Given request ▸
Rewrite the paragraph in the diary passage below that begins "Many persons called today" as a short list, keeping its main facts.

Selected passage ▸
--- BEGIN ---

Three days before the end of his term there appears a brief and characteristic entry in the diary:

"Many persons called today and I transacted business with the members of my Cabinet and other public officers. Several persons annoyed me about offices, but I gave them very summary and short answers."

The night before he went out of office he

wrote:

"I was in my office at an earlier hour than usual this morning, and was constantly and incessantly occupied throughout the day ** The Cabinet dispersed and I disposed of all the business on my table down to the minutest detail and at the close of the day left a clean table for my successor.

Yet his entry in the diary for this eventful day covers ten and a half printed pages.

--- END ---

Data lines ▸
--- BEGIN ---

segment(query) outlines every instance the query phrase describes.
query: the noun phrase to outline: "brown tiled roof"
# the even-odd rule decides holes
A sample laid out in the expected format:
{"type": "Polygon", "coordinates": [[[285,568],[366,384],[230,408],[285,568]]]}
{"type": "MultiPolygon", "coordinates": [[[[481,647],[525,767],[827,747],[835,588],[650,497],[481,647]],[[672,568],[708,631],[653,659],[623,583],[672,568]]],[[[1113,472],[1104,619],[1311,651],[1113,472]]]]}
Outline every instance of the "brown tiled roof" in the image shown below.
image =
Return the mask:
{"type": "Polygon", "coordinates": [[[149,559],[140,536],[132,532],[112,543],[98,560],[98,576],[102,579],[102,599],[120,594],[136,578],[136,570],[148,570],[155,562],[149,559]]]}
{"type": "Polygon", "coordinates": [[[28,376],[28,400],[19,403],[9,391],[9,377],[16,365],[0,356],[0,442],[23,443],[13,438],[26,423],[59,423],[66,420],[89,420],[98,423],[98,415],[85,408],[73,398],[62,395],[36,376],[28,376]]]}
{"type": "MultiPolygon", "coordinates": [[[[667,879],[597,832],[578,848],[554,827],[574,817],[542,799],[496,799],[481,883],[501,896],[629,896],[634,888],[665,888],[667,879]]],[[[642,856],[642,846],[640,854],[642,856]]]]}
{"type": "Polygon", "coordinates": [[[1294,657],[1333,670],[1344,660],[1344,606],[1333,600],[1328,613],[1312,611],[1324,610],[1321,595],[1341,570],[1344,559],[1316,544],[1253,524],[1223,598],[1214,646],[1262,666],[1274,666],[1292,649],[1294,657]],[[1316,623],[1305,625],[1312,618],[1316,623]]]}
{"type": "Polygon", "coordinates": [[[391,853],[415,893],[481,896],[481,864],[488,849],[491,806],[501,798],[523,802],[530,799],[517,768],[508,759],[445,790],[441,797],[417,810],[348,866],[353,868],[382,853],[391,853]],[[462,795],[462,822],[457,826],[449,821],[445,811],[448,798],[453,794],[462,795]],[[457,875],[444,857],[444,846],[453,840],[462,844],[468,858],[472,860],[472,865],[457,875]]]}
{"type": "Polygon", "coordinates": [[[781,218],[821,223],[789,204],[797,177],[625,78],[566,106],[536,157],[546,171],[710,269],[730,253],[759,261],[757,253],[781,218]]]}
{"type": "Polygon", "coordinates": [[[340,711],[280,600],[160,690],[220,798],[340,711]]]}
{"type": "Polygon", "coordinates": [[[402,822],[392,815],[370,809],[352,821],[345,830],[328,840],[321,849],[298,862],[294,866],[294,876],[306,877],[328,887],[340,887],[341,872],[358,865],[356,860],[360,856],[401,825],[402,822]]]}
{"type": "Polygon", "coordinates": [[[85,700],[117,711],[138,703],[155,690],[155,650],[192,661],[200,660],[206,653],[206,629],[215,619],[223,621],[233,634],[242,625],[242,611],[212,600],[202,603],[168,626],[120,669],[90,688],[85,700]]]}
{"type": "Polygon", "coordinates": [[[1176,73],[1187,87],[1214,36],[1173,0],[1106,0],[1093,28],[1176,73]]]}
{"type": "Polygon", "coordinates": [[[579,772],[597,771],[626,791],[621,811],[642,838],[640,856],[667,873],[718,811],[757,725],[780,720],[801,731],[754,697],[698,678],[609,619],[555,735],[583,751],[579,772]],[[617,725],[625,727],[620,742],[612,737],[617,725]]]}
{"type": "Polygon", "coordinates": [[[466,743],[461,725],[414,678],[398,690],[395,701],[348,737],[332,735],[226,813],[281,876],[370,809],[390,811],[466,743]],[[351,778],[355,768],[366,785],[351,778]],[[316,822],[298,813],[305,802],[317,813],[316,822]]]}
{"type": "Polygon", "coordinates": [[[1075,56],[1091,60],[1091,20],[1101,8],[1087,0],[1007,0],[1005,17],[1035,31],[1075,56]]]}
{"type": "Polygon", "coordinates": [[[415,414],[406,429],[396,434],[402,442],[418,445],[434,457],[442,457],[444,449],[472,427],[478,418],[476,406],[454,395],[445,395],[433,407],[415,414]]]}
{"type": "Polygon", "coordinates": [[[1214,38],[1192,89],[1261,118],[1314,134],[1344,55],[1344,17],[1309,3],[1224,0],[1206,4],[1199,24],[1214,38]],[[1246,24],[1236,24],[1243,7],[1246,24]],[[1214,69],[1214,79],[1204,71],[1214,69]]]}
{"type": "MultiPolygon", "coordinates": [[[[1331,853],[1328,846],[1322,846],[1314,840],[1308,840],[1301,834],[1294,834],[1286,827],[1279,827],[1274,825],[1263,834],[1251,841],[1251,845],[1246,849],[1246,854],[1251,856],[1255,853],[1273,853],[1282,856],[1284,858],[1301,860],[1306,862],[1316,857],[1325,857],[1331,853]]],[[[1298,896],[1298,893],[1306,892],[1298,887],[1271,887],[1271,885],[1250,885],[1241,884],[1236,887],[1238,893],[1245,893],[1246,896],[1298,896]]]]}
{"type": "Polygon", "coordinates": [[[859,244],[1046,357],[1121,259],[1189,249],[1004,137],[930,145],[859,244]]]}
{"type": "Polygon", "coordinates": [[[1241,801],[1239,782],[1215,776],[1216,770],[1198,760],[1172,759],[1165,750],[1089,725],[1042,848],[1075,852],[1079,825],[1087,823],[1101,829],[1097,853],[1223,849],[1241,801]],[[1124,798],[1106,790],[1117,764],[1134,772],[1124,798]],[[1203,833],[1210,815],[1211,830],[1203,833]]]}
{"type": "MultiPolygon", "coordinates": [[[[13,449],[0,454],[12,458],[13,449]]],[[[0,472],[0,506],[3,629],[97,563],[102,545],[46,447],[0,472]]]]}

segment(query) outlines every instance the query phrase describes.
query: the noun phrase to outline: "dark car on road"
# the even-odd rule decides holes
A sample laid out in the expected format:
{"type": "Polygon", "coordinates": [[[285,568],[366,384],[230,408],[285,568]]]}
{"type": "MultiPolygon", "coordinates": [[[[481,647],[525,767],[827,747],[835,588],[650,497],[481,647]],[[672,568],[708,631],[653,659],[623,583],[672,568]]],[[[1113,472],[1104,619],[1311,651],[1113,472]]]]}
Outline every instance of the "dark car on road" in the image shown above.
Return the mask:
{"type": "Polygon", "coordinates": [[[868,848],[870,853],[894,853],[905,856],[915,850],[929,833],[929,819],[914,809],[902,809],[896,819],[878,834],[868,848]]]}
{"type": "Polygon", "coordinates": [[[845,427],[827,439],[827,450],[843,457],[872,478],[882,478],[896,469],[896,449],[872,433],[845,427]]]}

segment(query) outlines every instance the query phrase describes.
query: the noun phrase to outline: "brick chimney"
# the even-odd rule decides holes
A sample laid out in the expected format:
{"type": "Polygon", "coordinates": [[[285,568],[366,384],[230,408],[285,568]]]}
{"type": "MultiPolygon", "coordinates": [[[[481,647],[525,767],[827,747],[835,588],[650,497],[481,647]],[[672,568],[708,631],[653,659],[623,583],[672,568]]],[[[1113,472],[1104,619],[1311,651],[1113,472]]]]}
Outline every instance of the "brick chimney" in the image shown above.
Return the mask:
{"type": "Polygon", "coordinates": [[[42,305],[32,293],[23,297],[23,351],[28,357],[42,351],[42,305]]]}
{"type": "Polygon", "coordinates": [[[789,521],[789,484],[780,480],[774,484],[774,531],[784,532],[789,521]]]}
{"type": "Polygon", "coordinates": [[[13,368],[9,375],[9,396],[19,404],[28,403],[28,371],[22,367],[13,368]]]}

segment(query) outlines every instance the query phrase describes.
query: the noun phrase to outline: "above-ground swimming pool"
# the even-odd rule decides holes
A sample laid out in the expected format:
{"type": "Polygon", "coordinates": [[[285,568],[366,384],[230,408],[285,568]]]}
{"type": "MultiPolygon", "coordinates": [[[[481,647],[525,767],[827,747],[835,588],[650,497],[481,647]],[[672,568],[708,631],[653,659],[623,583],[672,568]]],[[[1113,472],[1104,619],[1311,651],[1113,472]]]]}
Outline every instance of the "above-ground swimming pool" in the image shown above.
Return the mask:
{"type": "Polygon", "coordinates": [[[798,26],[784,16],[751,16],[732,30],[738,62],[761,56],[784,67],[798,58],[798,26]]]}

--- END ---

Correct answer ▸
- Many people called that day.
- The writer did business with Cabinet members and other public officers.
- Several people pestered the writer about offices and got brief, curt answers.